Text section
= Beginning of Section =

I am an artist and writer. My recent practice performance, film, dance, photography and text, and my work has been performed, exhibited and published in many venues in Europe and the US. I have spoken at numerous conferences and events, including the Museum for the Fashion Institute of Technology in New York, the Medical Museum in Copenhagen, College Arts Association and the Association for the Psychoanalysis of Culture and Society. When I am not following Freud, Lacan and Marx’s footsteps with my camera or creating performance works as part of my Athenaeum Research Fellowship at the Royal Conservatoire of Scotland, I teach postgraduate students at Transart Institute.

I am currently immersed in an interdisciplinary project exploring knowledge and the body of the hysteric. In 2013, together with Child and Adolescent Mental Health practitioner Frances Davies, I co-edited the book ‘Madness, Women and the Power of Art’, to which I contributed a work authored with Eleanor Bowen. My book ‘Make Me Yours: How Art Seduces’ was published by Cambridge Scholars in 2016. In this text, investigates psychoanalytic approaches to making and understanding objects of seduction, including an examination of parallels between artistic and analytic practices, a study of Manolo Blahnik’s shoes as objects of desire, a disturbing encounter with Marcel Duchamp’s last work, and the creation of a psychoanalytically inspired Discourse of the Artefact, a framework enabling the circulation of questions and answers through a relational approach to artworks.

= End of Section =

Task to carry out
Could you repeat the artist biography word for word, between "I am currently" and "approach to artworks.", inclusive? You won't need the rows here.

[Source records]

= Beginning of Section =

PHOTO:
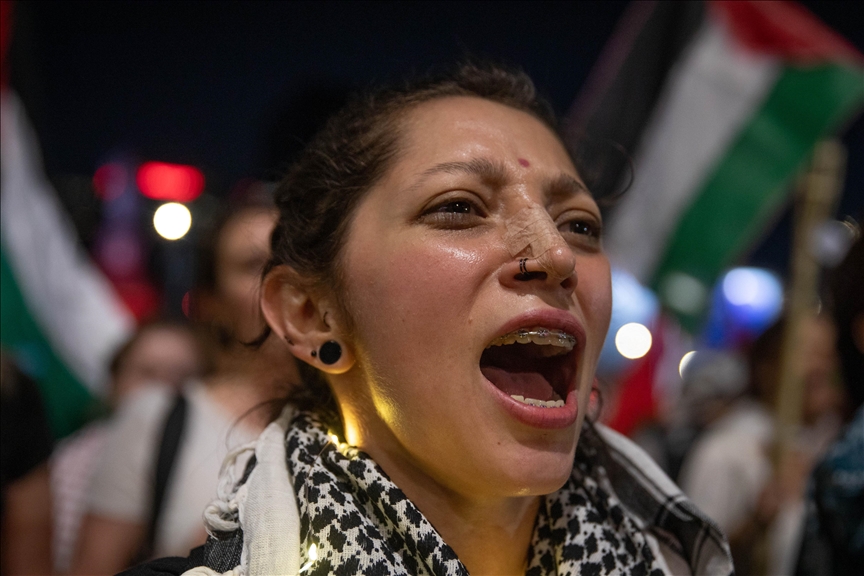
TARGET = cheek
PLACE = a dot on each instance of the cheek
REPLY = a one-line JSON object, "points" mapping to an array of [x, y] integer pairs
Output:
{"points": [[413, 290], [595, 288]]}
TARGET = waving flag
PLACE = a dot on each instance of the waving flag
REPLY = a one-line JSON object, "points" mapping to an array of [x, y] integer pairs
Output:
{"points": [[58, 314], [720, 104]]}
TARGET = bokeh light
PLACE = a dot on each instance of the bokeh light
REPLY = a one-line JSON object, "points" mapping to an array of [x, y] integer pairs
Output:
{"points": [[752, 287], [631, 302], [685, 360], [633, 340], [163, 181], [172, 220]]}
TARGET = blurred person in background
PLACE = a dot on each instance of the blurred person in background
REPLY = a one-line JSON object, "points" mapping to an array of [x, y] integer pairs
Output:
{"points": [[833, 542], [160, 353], [185, 437], [728, 471], [25, 502]]}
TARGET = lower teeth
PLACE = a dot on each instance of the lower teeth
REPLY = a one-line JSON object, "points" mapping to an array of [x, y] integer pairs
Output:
{"points": [[541, 403]]}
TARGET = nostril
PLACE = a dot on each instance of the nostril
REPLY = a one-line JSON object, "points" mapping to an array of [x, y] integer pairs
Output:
{"points": [[527, 276]]}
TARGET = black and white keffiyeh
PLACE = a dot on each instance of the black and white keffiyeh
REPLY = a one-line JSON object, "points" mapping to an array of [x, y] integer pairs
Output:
{"points": [[354, 520]]}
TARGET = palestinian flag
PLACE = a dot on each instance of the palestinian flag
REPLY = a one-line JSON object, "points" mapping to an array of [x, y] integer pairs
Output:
{"points": [[58, 315], [720, 105]]}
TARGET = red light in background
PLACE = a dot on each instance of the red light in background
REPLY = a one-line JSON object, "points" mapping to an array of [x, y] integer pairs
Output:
{"points": [[109, 181], [175, 182]]}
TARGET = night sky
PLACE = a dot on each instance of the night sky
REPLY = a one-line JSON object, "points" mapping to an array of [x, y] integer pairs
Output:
{"points": [[234, 87]]}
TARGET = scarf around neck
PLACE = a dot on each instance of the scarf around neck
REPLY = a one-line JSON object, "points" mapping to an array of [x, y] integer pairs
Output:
{"points": [[308, 504], [360, 522]]}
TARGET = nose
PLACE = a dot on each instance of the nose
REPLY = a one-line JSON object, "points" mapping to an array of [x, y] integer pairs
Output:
{"points": [[538, 250]]}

= End of Section =

Exercise answer
I am currently immersed in an interdisciplinary project exploring knowledge and the body of the hysteric. In 2013, together with Child and Adolescent Mental Health practitioner Frances Davies, I co-edited the book ‘Madness, Women and the Power of Art’, to which I contributed a work authored with Eleanor Bowen. My book ‘Make Me Yours: How Art Seduces’ was published by Cambridge Scholars in 2016. In this text, investigates psychoanalytic approaches to making and understanding objects of seduction, including an examination of parallels between artistic and analytic practices, a study of Manolo Blahnik’s shoes as objects of desire, a disturbing encounter with Marcel Duchamp’s last work, and the creation of a psychoanalytically inspired Discourse of the Artefact, a framework enabling the circulation of questions and answers through a relational approach to artworks.